Set exercise: Copy every line, leaving nothing out and adding nothing.
────────────────
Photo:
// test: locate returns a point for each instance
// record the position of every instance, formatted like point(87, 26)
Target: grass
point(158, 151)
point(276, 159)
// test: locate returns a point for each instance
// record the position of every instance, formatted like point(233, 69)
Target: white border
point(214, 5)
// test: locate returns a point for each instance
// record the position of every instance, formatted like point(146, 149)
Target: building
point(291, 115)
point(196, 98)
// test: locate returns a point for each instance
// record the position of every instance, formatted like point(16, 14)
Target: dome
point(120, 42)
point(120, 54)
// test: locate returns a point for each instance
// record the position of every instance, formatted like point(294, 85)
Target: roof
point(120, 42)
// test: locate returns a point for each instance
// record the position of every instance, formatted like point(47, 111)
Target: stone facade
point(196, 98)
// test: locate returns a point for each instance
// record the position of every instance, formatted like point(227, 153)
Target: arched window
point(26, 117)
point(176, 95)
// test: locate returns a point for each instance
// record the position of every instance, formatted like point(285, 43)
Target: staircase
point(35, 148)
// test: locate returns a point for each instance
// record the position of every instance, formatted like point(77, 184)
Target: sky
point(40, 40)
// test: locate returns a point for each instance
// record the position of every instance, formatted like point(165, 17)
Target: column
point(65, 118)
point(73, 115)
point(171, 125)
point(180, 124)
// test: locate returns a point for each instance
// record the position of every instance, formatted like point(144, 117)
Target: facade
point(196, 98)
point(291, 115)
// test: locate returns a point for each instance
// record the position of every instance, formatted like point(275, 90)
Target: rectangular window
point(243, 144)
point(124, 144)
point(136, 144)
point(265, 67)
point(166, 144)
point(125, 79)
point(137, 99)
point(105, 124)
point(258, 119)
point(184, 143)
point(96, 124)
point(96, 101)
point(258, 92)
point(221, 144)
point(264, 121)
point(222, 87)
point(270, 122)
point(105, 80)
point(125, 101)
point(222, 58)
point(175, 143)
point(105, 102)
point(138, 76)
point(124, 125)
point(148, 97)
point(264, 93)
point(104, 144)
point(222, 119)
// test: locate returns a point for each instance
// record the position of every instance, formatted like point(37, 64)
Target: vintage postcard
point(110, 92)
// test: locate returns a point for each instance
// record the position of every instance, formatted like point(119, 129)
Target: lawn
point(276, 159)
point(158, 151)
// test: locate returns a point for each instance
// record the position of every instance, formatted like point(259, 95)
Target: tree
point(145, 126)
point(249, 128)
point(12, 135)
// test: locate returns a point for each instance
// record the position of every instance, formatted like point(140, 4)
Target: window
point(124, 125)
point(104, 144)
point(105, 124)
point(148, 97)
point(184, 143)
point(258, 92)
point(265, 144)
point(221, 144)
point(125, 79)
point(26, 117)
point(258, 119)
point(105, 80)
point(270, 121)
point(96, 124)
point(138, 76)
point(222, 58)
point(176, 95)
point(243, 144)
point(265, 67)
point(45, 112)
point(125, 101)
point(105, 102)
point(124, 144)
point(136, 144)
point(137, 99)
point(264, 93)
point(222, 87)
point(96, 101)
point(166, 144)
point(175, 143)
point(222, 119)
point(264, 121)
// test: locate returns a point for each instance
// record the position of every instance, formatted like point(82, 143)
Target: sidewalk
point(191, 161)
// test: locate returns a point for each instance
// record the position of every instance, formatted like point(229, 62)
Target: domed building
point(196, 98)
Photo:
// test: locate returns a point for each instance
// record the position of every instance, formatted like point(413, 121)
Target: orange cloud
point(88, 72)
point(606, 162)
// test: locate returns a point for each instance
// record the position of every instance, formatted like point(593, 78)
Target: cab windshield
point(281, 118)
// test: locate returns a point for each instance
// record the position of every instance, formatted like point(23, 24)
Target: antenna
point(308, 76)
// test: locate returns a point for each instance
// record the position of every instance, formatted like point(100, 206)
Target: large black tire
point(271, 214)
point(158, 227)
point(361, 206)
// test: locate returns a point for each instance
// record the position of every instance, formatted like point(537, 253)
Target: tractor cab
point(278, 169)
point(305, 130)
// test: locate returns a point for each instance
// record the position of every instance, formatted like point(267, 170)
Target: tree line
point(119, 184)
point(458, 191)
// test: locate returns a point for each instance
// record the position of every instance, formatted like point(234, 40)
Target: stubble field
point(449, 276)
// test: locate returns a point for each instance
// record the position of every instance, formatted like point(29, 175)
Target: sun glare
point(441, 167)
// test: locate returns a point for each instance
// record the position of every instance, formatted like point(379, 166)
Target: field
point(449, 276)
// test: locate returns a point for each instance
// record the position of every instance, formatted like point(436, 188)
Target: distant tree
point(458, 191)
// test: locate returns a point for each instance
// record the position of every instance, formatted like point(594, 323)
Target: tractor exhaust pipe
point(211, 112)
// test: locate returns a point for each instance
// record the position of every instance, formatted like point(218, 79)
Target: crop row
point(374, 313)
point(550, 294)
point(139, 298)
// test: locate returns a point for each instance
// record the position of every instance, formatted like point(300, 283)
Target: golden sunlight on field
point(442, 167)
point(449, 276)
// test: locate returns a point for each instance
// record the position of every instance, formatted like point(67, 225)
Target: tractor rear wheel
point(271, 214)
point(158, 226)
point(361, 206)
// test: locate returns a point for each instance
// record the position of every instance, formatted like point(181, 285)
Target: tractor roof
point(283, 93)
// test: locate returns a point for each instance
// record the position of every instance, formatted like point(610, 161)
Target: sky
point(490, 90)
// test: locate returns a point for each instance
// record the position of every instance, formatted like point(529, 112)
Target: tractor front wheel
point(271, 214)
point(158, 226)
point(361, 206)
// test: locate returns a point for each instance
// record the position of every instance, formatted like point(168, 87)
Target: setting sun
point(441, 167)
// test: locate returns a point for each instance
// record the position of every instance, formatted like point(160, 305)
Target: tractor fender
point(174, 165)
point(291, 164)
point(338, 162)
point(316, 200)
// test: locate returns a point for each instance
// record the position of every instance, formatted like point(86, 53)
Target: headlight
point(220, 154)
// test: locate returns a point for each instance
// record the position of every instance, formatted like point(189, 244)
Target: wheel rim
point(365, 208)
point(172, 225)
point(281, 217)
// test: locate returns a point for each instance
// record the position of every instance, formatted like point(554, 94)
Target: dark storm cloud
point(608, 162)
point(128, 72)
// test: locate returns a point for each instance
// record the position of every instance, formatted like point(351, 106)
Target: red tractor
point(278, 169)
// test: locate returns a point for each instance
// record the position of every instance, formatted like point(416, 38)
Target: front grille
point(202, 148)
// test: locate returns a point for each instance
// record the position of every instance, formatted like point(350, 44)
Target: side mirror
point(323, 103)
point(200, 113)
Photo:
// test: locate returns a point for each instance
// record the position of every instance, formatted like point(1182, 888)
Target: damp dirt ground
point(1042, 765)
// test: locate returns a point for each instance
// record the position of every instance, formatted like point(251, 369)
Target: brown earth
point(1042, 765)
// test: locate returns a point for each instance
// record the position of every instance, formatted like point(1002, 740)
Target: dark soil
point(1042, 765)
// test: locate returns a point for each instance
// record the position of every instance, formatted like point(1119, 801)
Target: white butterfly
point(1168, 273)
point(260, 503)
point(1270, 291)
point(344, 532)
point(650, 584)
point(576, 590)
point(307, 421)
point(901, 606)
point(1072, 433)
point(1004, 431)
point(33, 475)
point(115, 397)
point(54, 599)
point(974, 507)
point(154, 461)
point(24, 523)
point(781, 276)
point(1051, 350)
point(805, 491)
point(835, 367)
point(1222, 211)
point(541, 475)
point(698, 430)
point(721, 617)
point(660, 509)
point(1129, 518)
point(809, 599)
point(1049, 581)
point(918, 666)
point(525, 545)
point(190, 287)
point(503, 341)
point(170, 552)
────────────────
The output:
Photo:
// test: locate returns a point for each instance
// record the position of every instance, formatted like point(87, 26)
Target: grass
point(158, 151)
point(276, 159)
// test: locate returns a point for each instance
// record the position of every instance, formatted like point(233, 69)
Target: white border
point(214, 5)
// test: locate returns a point for each instance
// record the position of every instance, formatted like point(146, 149)
Target: building
point(291, 115)
point(196, 98)
// test: locate returns a point for each instance
// record the position of every instance, formatted like point(16, 14)
Target: dome
point(120, 42)
point(120, 54)
// test: locate returns a point for each instance
// record the position of every instance, formatted like point(294, 85)
Target: roof
point(120, 42)
// test: locate returns a point for each instance
// record the position of every instance, formatted like point(47, 111)
Target: stone facade
point(196, 98)
// test: locate returns a point for each instance
// record the position of every instance, formatted like point(227, 153)
Target: arched window
point(26, 117)
point(176, 95)
// test: locate returns a point for each instance
// record the position of every instance, formatted like point(285, 43)
Target: staircase
point(35, 148)
// test: locate returns a point for each instance
// record the position of every instance, formatted like point(77, 184)
Target: sky
point(40, 40)
// test: locate returns a point for each instance
// record the position of every instance, formatted like point(165, 17)
Target: column
point(65, 118)
point(73, 115)
point(171, 125)
point(180, 124)
// test: locate returns a point for each instance
// record the position of every instance, formatted like point(144, 117)
Target: facade
point(196, 98)
point(291, 115)
// test: locate returns a point for each instance
// record the position of every instance, formatted like point(275, 90)
Target: rectangular window
point(243, 144)
point(124, 144)
point(136, 144)
point(265, 67)
point(166, 144)
point(125, 79)
point(137, 99)
point(105, 124)
point(258, 119)
point(184, 143)
point(96, 124)
point(96, 101)
point(258, 92)
point(221, 144)
point(264, 121)
point(222, 87)
point(270, 122)
point(105, 80)
point(125, 101)
point(222, 58)
point(175, 143)
point(105, 102)
point(138, 76)
point(124, 125)
point(148, 97)
point(264, 93)
point(104, 144)
point(222, 119)
// test: locate returns a point for each instance
// record the position of every instance, formatted like point(37, 64)
Target: vintage postcard
point(110, 92)
// test: locate returns a point for each instance
// record the position of every instance, formatted like point(119, 129)
Target: lawn
point(276, 159)
point(158, 151)
// test: locate returns a point for each instance
// record the position of every instance, formatted like point(259, 95)
Target: tree
point(145, 126)
point(249, 128)
point(12, 135)
// test: locate returns a point for each instance
// record the position of every instance, formatted like point(140, 4)
Target: window
point(124, 125)
point(104, 144)
point(105, 124)
point(148, 97)
point(184, 143)
point(258, 92)
point(265, 144)
point(221, 144)
point(125, 79)
point(26, 117)
point(258, 119)
point(105, 80)
point(270, 121)
point(96, 124)
point(138, 76)
point(222, 58)
point(176, 95)
point(243, 144)
point(265, 67)
point(45, 112)
point(125, 101)
point(105, 102)
point(124, 144)
point(136, 144)
point(137, 99)
point(264, 93)
point(222, 87)
point(96, 101)
point(166, 144)
point(175, 143)
point(222, 119)
point(264, 121)
// test: locate returns a point for each instance
// record the position of every instance, formatted like point(82, 143)
Target: sidewalk
point(191, 161)
// test: locate returns a point for each instance
// record the position of every instance, formatted like point(229, 62)
Target: domed building
point(196, 98)
Photo:
// test: locate returns a point for each instance
// record the position of every instance, formatted like point(413, 121)
Target: orange cloud
point(88, 72)
point(606, 162)
// test: locate returns a point for each instance
// record the position of every instance, formatted like point(593, 78)
Target: cab windshield
point(281, 118)
// test: locate returns a point for each instance
// record the position of every instance, formatted like point(23, 24)
Target: antenna
point(308, 76)
// test: locate returns a point for each instance
// record the position of every instance, formatted like point(100, 206)
Target: large black tire
point(271, 214)
point(158, 227)
point(361, 206)
// test: locate returns a point for each instance
// record the position of every instance, formatted like point(537, 253)
Target: tractor cab
point(278, 169)
point(305, 130)
// test: locate returns a point for each instance
// record the position of every instance, formatted like point(267, 170)
Target: tree line
point(119, 184)
point(458, 191)
// test: locate returns a point for each instance
// record the position of every instance, formatted like point(234, 40)
Target: stubble field
point(449, 276)
// test: locate returns a point for each instance
// record the position of every instance, formatted like point(29, 175)
Target: sun glare
point(441, 167)
// test: locate returns a point for each instance
// record the position of every instance, formatted like point(379, 166)
Target: field
point(449, 276)
// test: locate returns a point for each instance
// record the position of every instance, formatted like point(436, 188)
Target: distant tree
point(458, 191)
// test: locate returns a point for each instance
// record the position of every instance, formatted like point(594, 323)
Target: tractor exhaust pipe
point(211, 112)
// test: locate returns a point for each instance
// record the position of every instance, formatted like point(218, 79)
Target: crop row
point(374, 313)
point(550, 294)
point(139, 298)
// test: locate returns a point for each instance
// record the position of every instance, formatted like point(300, 283)
Target: golden sunlight on field
point(442, 167)
point(449, 276)
// test: locate returns a point for each instance
// record the position of every instance, formatted like point(67, 225)
Target: tractor rear wheel
point(271, 214)
point(158, 226)
point(361, 206)
// test: locate returns a point for each instance
// record the position of every instance, formatted like point(181, 285)
Target: tractor roof
point(283, 93)
// test: locate returns a point for each instance
// record the position of every instance, formatted like point(610, 161)
Target: sky
point(490, 90)
// test: locate returns a point for each instance
// record the position of every instance, formatted like point(529, 112)
Target: tractor front wheel
point(271, 214)
point(158, 226)
point(361, 206)
// test: locate returns a point for each instance
// record the position of every instance, formatted like point(168, 87)
Target: setting sun
point(441, 167)
// test: locate returns a point for each instance
// record the position of every instance, formatted like point(160, 305)
Target: tractor fender
point(174, 165)
point(291, 164)
point(338, 162)
point(316, 200)
// test: locate returns a point for each instance
// record the position of every instance, formatted like point(86, 53)
Target: headlight
point(220, 154)
// test: locate returns a point for each instance
// record the position of every instance, formatted like point(189, 244)
Target: wheel rim
point(365, 208)
point(172, 225)
point(281, 217)
// test: locate returns a point for each instance
// record the position of every instance, formatted like point(554, 94)
Target: dark storm cloud
point(608, 162)
point(128, 72)
// test: locate returns a point for each instance
// record the position of every instance, formatted like point(351, 106)
Target: red tractor
point(278, 169)
// test: locate returns a point for each instance
// record the position of every instance, formatted like point(416, 38)
Target: front grille
point(202, 148)
// test: locate returns a point for each instance
// record the position of every instance, formatted like point(350, 44)
Target: side mirror
point(323, 103)
point(200, 113)
Photo:
// test: locate returns a point for each instance
// record the position of every instance, formatted like point(1182, 888)
Target: damp dirt ground
point(1042, 765)
// test: locate returns a point for each instance
// record the position of every instance, formatted like point(251, 369)
Target: brown earth
point(1042, 765)
// test: locate returns a point for each instance
// record the position of every instance, formatted like point(1002, 740)
Target: dark soil
point(1042, 765)
// test: locate returns a point for each instance
// record the position of every instance, formatted like point(1119, 801)
Target: white butterfly
point(1168, 273)
point(260, 503)
point(1270, 291)
point(344, 532)
point(650, 584)
point(576, 590)
point(307, 421)
point(901, 606)
point(1072, 433)
point(1004, 431)
point(33, 475)
point(115, 397)
point(54, 599)
point(974, 507)
point(154, 461)
point(24, 523)
point(781, 276)
point(1051, 350)
point(805, 491)
point(835, 367)
point(1222, 211)
point(541, 475)
point(698, 430)
point(721, 617)
point(660, 509)
point(1129, 518)
point(809, 599)
point(1049, 581)
point(918, 666)
point(525, 545)
point(190, 287)
point(503, 341)
point(170, 552)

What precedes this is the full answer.